▶ [Problem] Write out, word for word, every line in the data below from the one containing "of the flying" to the one containing "of the splashing", both of them included.

▶ [Material to process]
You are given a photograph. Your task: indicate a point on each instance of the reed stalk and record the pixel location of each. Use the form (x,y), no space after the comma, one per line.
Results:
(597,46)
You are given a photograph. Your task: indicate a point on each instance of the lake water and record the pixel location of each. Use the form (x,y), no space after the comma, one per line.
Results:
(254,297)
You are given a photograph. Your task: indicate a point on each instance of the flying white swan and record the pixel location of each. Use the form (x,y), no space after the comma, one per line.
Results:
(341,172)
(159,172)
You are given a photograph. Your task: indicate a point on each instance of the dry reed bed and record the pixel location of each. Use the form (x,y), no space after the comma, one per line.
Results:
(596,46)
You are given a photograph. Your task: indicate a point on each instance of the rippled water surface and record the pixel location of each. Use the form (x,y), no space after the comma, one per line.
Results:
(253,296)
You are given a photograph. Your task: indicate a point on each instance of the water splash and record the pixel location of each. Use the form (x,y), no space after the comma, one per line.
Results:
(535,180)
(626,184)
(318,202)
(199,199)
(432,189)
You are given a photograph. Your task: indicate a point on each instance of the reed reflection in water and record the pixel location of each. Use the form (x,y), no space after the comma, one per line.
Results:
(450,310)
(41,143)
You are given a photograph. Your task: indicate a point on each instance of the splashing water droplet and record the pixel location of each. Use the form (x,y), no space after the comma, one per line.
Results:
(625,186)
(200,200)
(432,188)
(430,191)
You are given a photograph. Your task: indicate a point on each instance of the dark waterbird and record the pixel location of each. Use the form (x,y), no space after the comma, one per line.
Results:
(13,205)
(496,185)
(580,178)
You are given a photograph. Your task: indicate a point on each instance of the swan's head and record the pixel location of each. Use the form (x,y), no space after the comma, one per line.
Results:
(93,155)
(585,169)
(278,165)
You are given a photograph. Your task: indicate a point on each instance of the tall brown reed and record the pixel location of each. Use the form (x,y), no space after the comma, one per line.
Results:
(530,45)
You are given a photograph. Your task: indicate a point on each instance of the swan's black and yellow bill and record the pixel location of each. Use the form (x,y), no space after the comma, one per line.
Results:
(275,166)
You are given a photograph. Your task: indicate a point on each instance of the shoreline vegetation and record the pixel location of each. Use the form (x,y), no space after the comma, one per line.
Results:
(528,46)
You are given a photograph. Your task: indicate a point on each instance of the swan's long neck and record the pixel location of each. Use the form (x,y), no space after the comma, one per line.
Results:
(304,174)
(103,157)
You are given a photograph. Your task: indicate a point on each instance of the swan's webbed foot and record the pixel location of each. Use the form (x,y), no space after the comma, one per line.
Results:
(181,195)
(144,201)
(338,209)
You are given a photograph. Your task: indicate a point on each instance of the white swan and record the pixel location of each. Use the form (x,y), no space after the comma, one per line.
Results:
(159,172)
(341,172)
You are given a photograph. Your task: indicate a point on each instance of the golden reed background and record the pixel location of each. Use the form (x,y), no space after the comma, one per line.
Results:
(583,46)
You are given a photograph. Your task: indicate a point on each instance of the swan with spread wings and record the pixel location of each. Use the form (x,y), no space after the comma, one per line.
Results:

▶ [Result]
You are given a photograph. Your task: indicate a point on each instance of the flying white swan and record the pixel location of each. Use the form (x,y), no space after the comma, one per line.
Results:
(341,172)
(159,172)
You are given a photograph. Your task: indicate a point on each instance of the dry reed bed and record the pixel location of each. Use the form (x,y), no space after the comma, one per line.
Results:
(596,46)
You are given a photograph. Your task: indicate a point on each instance of the rippled water surface and record the pixel location of each. Use the form (x,y), no space after the comma, one per line.
Results:
(253,296)
You are given a photograph. Your task: indicate a point on each instance of the water splash and record the pixel location of each. Use the form (x,y), no space after the comma, one per line.
Results:
(535,180)
(626,184)
(318,202)
(199,199)
(432,189)
You are given a photograph. Your task: indicate a point on each instance of the reed reflection in water and record the pixel location of each. Use the form (x,y), no space after the comma, one per line.
Results:
(450,310)
(41,143)
You are given a photograph. Your task: indicate a point on each instance of the splashing water droplet and record the pixel location of each. Use the form (x,y), no space after the comma, one per line.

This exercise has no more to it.